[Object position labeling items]

——

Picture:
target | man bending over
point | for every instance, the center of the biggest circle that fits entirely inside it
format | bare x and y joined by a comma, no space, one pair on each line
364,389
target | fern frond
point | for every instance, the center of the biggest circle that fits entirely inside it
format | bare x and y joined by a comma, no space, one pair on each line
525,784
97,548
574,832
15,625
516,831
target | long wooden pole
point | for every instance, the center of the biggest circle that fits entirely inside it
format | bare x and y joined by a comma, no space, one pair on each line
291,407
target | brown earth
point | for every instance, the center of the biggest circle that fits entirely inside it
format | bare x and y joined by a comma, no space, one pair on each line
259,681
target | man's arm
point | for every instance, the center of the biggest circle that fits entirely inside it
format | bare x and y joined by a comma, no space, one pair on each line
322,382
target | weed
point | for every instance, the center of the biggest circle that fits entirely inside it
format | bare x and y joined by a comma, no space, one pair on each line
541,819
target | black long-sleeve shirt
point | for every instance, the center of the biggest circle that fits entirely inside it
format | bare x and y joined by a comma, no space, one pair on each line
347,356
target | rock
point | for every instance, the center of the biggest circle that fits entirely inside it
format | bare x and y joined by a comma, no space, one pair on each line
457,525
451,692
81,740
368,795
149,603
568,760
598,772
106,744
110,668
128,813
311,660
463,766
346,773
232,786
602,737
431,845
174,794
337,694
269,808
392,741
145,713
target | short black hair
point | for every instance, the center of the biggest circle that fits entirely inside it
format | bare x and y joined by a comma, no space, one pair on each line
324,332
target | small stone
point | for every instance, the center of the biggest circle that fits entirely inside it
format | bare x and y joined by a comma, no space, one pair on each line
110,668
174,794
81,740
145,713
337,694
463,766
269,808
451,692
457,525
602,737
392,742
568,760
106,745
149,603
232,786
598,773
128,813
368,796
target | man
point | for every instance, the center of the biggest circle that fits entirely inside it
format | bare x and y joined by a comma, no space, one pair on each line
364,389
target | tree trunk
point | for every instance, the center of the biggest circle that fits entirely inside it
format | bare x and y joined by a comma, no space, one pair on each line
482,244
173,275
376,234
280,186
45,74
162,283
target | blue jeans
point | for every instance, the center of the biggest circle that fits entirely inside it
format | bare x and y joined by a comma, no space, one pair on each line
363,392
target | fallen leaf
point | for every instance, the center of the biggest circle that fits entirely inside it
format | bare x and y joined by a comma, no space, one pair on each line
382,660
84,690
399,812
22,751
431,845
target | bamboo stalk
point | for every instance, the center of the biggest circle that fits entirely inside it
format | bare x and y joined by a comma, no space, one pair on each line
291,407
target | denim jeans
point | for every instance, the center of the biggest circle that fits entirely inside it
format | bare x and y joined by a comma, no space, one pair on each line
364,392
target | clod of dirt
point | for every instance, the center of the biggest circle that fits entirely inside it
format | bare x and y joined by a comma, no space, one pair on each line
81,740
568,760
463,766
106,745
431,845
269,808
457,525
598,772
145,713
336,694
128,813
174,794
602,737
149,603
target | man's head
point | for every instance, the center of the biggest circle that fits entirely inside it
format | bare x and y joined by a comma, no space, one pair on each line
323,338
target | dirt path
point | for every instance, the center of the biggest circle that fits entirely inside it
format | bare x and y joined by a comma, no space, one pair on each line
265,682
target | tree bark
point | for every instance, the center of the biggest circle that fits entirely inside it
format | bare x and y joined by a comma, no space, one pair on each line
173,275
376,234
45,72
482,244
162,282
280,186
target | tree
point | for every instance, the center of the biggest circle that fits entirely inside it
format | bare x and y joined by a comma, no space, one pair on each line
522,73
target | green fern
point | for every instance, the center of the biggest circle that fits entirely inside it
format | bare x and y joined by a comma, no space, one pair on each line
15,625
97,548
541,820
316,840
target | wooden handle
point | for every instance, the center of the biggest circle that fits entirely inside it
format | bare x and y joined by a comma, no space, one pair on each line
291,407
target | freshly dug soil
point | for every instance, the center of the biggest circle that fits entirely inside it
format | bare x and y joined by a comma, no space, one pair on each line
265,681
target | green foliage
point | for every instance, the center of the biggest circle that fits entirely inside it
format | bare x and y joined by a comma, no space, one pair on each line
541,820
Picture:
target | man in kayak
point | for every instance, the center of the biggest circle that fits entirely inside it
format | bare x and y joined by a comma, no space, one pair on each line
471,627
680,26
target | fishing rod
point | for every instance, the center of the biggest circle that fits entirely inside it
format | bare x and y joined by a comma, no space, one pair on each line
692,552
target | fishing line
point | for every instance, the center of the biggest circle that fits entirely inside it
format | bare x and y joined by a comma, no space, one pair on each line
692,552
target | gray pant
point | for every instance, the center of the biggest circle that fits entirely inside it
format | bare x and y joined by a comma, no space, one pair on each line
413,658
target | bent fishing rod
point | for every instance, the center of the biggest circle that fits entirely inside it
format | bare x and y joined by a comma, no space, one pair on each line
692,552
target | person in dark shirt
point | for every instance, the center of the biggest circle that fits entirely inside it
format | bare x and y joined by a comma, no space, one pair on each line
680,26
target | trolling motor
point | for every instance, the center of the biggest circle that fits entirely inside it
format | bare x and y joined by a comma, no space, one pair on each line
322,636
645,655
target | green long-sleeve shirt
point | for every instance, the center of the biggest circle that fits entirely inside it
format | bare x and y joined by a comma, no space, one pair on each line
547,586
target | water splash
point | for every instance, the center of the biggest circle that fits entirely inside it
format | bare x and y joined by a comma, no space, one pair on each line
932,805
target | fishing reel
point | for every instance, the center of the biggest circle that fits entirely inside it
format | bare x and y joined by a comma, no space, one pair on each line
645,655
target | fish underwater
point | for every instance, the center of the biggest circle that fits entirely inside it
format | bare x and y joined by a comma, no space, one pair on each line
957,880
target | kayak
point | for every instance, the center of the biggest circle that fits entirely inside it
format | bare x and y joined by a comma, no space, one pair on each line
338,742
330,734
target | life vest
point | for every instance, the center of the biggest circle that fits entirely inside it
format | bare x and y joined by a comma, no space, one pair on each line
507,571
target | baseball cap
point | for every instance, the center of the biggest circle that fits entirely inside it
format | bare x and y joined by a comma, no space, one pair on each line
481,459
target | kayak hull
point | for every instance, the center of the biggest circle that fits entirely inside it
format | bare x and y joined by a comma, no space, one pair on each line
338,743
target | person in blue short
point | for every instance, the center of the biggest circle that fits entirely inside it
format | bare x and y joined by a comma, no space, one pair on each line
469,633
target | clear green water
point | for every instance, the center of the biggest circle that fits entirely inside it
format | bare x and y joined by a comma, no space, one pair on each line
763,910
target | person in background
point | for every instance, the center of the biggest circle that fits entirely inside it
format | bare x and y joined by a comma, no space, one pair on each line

——

◆ Work to do:
Rewrite the stretch from the line containing "target | clear green water" through the end of the items, with both ends included and every line kept, the requests among them. Multiply each coordinate in the answers by 2.2 and round it to a whole number, rounding halves up.

◆ Solved problem:
target | clear green water
point | for every instance, the center of the biggest circle that fits entirely inside it
format | bare x and y joined by a comma, no space, one pair on each line
1679,2002
target | person in background
point | for every instance, the center of the biggest circle that fits entirely inside it
format | bare x and y joined by a comma, no space, one pair on each line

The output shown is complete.